JOBS:
[1] List each person named as the source of a quotation at the top of the Wicked Problems page.
[2] Continue the Wicked Problems page from where it ends.

EXCERPT PROVIDED:
* Begin *

“Had a great chat with Richard Delevan about the global energy transition, critical minerals and my book, THE WAR BELOW. Have a listen, subscribe to this great podcast,” - Ernest Scheyder, Reuters senior correspondent and bestselling author

“there’s been a murder” - Dr. Matt Winning

“I rather like Richard’s climate blog” - Will Wells

“Good Lord why did you let this guy moderate that panel? Was Akshat unavailable?” - Chatham House attendee

“…romp of a read on Climate Tech…well worth subscribing to” - Peter Bellini

“delightfully unhinged” - Ryan Chilcote

“meandering word soup” - Anonymous*

Wicked Problems aims to be your business intelligence source for Climate Tech: the intersection of technology, capital, and politics that will determine what the future looks like, whether it’s one you’d want to live in, and how to be on the right side of transition risk.

It’s a great way to keep up on how climate tech innovators — in renewables, energy storage, electrification, carbon dioxide removal, climate finance, new materials, transport, biodiversity, AI, and more — are telling their stories, getting funded, dealing with a chaotic policy environment, and coping with the slings and arrows of leading the most important technology revolution of our lifetimes.

We come in two forms - our newsletter and our show, Wicked Problems - Climate Tech Conversations (now coming up to its 50th episode!) As a subscriber you’ll get ad-free editions and access to all previous episodes and our extended show notes.

Richard Delevan is a gamekeeper-turned-poacher-turned-gamekeeper whose unusual career on three continents has taken him from journalism to consultancy and startups and back again. These days he’s normally trapped in the UK but with a global perspective and an insider’s sense of the real story. He’s been shaping narratives about Climate Tech since before it was A Thing.

* End *

(Dataset entries)
* Begin *

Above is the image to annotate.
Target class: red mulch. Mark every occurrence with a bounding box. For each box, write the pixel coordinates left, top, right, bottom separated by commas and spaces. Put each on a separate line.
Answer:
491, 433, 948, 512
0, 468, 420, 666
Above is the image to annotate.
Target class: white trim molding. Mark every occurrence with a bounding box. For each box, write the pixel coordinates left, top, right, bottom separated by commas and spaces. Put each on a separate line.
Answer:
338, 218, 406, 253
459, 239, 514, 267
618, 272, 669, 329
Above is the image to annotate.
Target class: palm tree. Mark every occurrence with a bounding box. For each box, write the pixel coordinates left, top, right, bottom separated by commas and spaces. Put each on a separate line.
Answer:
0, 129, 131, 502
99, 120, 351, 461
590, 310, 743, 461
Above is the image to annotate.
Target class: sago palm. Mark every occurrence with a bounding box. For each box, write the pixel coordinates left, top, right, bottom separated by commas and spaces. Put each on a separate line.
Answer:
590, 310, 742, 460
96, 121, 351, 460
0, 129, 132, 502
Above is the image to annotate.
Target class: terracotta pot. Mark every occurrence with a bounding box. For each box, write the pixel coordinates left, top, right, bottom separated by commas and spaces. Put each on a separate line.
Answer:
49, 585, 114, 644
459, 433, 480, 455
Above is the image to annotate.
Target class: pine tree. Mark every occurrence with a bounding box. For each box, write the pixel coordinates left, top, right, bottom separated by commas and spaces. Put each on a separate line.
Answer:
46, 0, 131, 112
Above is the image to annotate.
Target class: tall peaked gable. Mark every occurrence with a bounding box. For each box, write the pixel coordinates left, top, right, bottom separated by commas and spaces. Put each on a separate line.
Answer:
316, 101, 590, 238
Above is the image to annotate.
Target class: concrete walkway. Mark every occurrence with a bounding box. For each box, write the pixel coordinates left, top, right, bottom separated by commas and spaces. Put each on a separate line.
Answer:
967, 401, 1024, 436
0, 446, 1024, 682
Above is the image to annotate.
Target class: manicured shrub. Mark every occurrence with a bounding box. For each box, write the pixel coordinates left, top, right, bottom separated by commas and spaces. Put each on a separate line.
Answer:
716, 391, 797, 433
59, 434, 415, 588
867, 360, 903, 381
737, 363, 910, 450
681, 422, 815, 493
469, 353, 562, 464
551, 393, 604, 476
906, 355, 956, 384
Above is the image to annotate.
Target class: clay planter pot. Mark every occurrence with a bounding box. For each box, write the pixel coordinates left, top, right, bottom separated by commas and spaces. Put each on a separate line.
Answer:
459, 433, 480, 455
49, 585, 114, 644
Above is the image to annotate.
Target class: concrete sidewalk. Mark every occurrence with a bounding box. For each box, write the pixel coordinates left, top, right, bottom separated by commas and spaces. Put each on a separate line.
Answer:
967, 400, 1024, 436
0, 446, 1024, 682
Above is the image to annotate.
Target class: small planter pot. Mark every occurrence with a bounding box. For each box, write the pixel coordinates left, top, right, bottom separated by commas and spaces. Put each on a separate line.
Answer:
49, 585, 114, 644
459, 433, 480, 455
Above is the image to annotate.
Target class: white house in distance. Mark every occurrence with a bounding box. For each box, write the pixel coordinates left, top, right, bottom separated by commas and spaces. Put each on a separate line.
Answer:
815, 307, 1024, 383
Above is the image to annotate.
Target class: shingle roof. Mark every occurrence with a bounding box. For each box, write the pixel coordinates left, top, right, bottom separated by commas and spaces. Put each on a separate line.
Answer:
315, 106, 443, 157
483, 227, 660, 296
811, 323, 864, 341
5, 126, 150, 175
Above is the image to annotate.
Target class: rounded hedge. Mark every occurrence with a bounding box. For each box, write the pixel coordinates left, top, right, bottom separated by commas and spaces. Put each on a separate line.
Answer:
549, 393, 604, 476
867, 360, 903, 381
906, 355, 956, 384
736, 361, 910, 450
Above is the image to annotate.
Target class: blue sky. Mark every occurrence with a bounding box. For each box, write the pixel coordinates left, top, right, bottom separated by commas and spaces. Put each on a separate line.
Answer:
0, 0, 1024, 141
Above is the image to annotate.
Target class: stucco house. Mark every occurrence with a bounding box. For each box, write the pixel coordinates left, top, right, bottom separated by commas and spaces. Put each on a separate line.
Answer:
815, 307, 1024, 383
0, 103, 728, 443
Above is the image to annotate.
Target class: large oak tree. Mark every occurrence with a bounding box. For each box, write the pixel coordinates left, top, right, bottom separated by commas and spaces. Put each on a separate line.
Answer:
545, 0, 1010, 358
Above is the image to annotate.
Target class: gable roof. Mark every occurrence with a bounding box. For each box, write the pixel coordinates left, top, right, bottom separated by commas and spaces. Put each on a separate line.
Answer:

* End *

THE RESPONSES:
[1]
Ernest Scheyder
Dr. Matt Winning
Will Wells
Peter Bellini
Ryan Chilcote

[2]
Richard was one of the first national newspaper business editors to initiate dedicated coverage of climate tech, a startup executive who navigated a tricky ecosystem to help his firm find a niche, and a communications strategist.

Reach him at richard.delevan@wickedproblems.uk.

He started Wicked Problems because executives and communicators working in energy and climate tech weren’t getting analysis and insights from a no-BS, insider, pro-climate tech POV. Richard continues to consult and generally avoids commenting on a client in Wicked Problems — but this isn’t his first rodeo: he doesn’t write about a client or any organisation in which he has a financial interest without full disclosure.

Why Subscribe?

Keep Score: Why what just happened matters. Who’s up, who’s down. Where things go from here.

Story > Data: Humans are wired for stories. Weirdly, not everyone understands this. We help you understand the narratives that are influencing the people you need to persuade.

No-BS: Yeah yeah, we’ve worked in comms. What we found is that people really like it when you don’t bullshit them, do your homework, and then give your honest take. Inventing the future is complicated enough without having to wade through treacle and invoice-justifying nonsense.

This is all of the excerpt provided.